◆ **ЗАДАНИЕ 1**: Перепишите слово в слово часть отрывка ниже: начните с места, где стоят слова «Читаем По ту», и остановитесь после слов «это не так.».

****

Читаем По ту сторону добра и зла. Прелюдия к философии будущего полностью

Всякого рода обиды и лишения легче переносятся низменной и грубой душой, чем душой знатной: опасности, грозящие последней, должны быть больше, вероятность, что она потерпит крушение и погибнет, при многосложности её жизненных условий, слишком велика. — У ящерицы снова вырастает потерянный ею палец, у человека это не так.

277

— Довольно скверно! Опять старая история! Окончив постройку дома, замечаешь, что при этом незаметно научился кое-чему, что непременно нужно было знать, прежде чем начинать постройку. Вечное несносное «слишком поздно»! — Меланхолия всего законченного!..

****

◆ **ЗАДАНИЕ 2**: Выведите без изменений каждую строку из записей ниже, в которой встречается слово «white».

[Часть файла данных]

****

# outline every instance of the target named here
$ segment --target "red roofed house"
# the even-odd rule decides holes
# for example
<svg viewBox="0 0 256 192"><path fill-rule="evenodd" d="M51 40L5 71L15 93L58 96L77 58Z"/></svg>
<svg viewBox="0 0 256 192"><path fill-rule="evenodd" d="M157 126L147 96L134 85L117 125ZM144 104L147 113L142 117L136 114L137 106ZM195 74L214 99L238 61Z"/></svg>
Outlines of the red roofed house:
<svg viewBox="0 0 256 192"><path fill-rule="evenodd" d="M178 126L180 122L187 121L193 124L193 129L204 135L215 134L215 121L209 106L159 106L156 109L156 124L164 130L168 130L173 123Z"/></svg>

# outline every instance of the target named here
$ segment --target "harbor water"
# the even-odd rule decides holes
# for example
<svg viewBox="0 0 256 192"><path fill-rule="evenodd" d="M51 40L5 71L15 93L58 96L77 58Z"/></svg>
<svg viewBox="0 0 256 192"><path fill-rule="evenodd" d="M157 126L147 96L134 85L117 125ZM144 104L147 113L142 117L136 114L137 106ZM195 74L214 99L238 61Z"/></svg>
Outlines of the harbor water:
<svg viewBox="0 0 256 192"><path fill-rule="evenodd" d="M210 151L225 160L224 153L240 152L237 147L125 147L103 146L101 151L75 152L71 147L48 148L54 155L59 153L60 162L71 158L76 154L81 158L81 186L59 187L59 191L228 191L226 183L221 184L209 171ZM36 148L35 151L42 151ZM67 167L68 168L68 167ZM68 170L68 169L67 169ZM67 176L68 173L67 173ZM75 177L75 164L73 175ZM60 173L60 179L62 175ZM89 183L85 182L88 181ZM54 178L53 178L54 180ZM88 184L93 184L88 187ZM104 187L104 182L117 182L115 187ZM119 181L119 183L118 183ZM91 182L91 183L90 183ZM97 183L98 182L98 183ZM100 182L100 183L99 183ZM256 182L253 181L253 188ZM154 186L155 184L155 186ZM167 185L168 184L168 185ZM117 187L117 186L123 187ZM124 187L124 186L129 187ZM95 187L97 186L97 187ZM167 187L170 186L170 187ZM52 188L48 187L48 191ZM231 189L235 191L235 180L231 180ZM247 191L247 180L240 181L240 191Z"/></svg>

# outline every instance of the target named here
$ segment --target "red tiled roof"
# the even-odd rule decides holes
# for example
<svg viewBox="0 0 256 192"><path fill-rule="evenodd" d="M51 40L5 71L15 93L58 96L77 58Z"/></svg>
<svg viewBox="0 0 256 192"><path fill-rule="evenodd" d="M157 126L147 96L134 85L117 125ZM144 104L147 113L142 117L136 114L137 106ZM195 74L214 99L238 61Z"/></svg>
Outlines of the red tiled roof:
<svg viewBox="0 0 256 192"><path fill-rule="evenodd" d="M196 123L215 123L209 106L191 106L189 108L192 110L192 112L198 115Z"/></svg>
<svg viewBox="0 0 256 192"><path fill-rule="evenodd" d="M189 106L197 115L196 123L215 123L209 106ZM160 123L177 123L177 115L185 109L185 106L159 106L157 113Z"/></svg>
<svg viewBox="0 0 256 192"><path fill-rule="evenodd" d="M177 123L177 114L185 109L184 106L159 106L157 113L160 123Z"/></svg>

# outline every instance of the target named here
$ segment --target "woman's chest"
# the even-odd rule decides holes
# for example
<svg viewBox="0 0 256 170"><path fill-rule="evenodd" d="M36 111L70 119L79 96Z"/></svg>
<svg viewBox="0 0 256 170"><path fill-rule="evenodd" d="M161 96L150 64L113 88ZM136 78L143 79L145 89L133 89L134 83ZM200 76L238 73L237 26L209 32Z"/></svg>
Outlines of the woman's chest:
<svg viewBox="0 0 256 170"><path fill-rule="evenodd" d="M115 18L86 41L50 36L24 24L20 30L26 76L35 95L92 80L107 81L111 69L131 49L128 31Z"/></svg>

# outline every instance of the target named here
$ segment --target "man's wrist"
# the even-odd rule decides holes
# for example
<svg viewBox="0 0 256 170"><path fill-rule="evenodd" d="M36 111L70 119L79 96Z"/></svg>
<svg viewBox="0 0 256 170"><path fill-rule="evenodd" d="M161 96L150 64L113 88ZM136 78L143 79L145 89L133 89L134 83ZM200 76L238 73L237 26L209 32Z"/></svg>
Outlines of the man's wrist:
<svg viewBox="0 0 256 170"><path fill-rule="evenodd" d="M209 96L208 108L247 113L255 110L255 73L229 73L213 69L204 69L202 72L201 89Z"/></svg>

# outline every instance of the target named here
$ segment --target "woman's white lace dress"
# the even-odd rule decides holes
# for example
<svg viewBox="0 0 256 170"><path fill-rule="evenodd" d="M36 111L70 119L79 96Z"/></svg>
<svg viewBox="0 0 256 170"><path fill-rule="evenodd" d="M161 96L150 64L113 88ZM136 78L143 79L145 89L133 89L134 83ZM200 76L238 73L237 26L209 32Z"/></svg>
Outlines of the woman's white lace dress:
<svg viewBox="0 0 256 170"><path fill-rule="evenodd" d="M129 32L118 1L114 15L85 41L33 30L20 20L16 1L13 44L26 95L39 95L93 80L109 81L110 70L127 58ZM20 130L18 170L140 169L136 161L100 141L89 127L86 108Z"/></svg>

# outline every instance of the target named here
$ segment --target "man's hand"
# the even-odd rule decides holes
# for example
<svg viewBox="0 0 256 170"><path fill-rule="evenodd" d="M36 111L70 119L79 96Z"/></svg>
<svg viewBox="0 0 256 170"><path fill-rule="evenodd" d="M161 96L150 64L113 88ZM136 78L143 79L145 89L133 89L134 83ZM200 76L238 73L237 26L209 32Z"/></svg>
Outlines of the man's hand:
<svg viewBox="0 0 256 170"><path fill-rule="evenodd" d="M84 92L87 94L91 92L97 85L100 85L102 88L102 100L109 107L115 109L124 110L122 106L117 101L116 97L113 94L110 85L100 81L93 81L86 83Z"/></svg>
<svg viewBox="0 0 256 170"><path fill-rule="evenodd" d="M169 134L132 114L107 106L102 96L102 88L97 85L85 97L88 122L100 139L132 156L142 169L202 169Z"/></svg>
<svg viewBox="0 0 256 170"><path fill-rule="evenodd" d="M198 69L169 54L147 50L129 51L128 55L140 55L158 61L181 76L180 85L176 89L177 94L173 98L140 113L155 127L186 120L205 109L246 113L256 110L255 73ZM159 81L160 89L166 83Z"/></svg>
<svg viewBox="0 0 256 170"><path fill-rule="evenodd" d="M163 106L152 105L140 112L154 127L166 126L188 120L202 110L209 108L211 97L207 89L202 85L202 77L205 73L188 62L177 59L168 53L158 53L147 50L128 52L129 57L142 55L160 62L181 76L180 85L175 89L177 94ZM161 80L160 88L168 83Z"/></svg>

****

◆ **ИТОГОВЫЙ ОТВЕТ 1**:
Читаем По ту сторону добра и зла. Прелюдия к философии будущего полностью

Всякого рода обиды и лишения легче переносятся низменной и грубой душой, чем душой знатной: опасности, грозящие последней, должны быть больше, вероятность, что она потерпит крушение и погибнет, при многосложности её жизненных условий, слишком велика. — У ящерицы снова вырастает потерянный ею палец, у человека это не так.

◆ **ИТОГОВЫЙ ОТВЕТ 2**:
$ segment --target "woman's white lace dress"
Outlines of the woman's white lace dress:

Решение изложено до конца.